> **Short exercise**
Rewrite the items as a numbered list with blank lines left out. Cover only the lines from the one containing "such as [18,28]." up to and including the last line of the items.

> **Exercise data**
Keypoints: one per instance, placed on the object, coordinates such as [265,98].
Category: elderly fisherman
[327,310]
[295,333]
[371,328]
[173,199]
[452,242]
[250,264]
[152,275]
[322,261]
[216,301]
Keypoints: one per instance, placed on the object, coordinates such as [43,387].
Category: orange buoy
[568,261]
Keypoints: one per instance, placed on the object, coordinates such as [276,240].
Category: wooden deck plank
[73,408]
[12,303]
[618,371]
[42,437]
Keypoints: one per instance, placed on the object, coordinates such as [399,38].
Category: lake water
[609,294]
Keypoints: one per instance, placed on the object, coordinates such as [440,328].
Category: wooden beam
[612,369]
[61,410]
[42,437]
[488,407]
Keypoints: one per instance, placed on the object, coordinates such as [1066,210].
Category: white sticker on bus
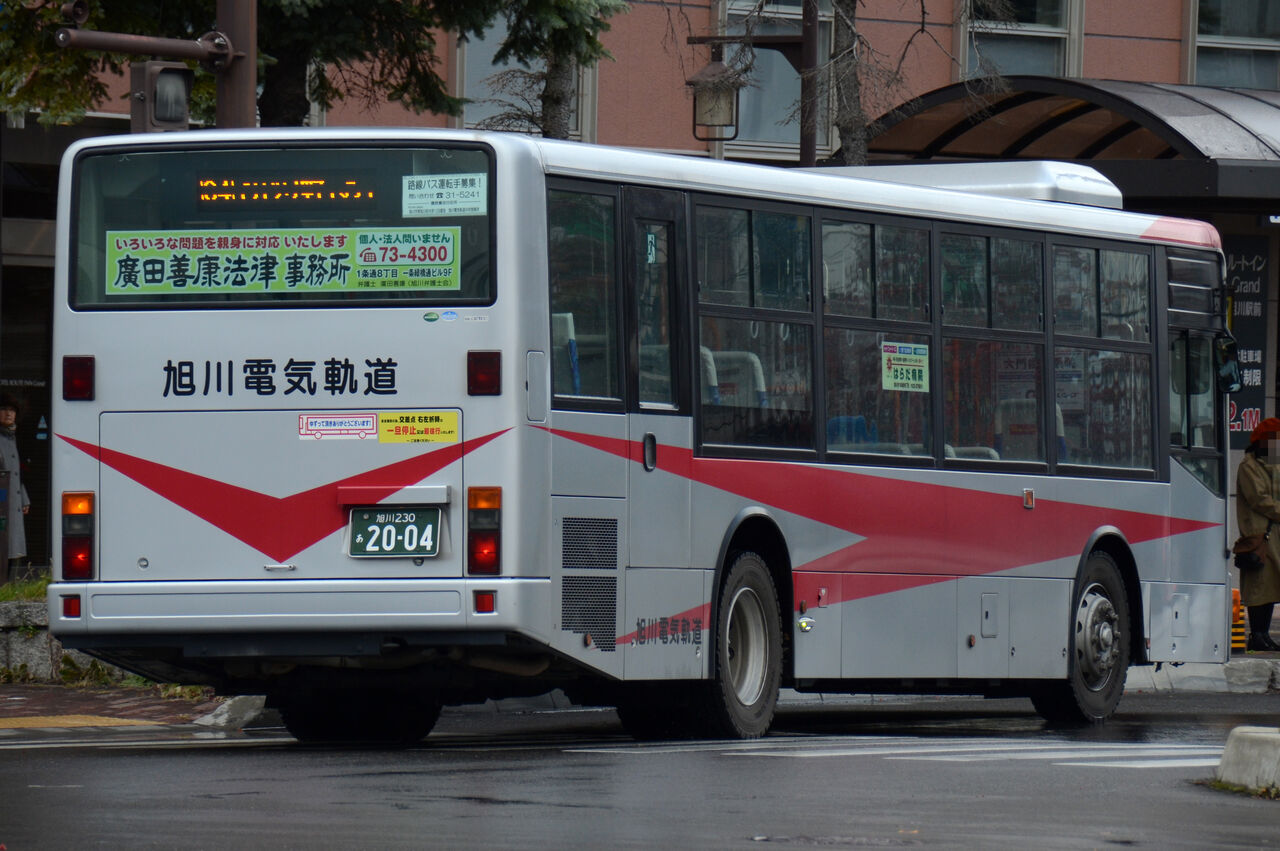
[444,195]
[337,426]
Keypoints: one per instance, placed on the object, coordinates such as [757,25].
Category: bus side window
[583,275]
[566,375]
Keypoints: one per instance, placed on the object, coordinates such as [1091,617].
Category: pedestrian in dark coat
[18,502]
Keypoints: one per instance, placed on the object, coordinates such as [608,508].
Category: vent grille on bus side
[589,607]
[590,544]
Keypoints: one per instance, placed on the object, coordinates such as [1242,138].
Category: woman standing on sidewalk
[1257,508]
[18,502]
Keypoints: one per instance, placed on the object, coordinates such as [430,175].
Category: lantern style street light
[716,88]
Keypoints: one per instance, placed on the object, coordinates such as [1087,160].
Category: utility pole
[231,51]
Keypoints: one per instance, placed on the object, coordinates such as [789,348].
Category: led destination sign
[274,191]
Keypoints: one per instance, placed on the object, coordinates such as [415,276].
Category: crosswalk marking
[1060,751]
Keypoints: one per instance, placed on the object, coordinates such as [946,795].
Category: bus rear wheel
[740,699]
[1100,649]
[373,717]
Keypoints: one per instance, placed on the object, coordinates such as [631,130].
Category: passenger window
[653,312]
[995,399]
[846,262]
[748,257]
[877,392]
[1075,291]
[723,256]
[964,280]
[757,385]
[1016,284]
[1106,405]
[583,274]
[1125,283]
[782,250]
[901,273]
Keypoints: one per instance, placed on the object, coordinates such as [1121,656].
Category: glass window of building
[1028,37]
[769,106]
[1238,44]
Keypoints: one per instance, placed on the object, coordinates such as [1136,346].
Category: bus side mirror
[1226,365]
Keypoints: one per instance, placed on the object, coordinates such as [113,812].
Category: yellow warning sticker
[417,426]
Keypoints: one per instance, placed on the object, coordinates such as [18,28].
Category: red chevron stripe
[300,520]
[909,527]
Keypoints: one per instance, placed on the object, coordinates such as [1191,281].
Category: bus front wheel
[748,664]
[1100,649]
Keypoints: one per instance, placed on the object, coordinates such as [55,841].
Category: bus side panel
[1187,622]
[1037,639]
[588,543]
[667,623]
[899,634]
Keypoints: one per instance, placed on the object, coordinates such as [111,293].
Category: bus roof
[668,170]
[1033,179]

> **Task solution**
1. Keypoints: one per instance, placed on the object, coordinates such as [18,28].
2. Category: red chevron stripe
3. [300,520]
4. [909,527]
5. Keypoints: one per instance, placed on the object, coordinates such as [1191,281].
6. Category: bus front wheel
7. [748,664]
8. [1100,649]
9. Keypoints: one per instance, placed on the object, coordinates such as [55,841].
10. Category: bus side panel
11. [1187,622]
12. [1037,639]
13. [588,543]
14. [667,623]
15. [899,634]
16. Keypoints: one per instance, placed on the object, coordinates such as [111,293].
17. Category: bus roof
18. [668,170]
19. [1033,179]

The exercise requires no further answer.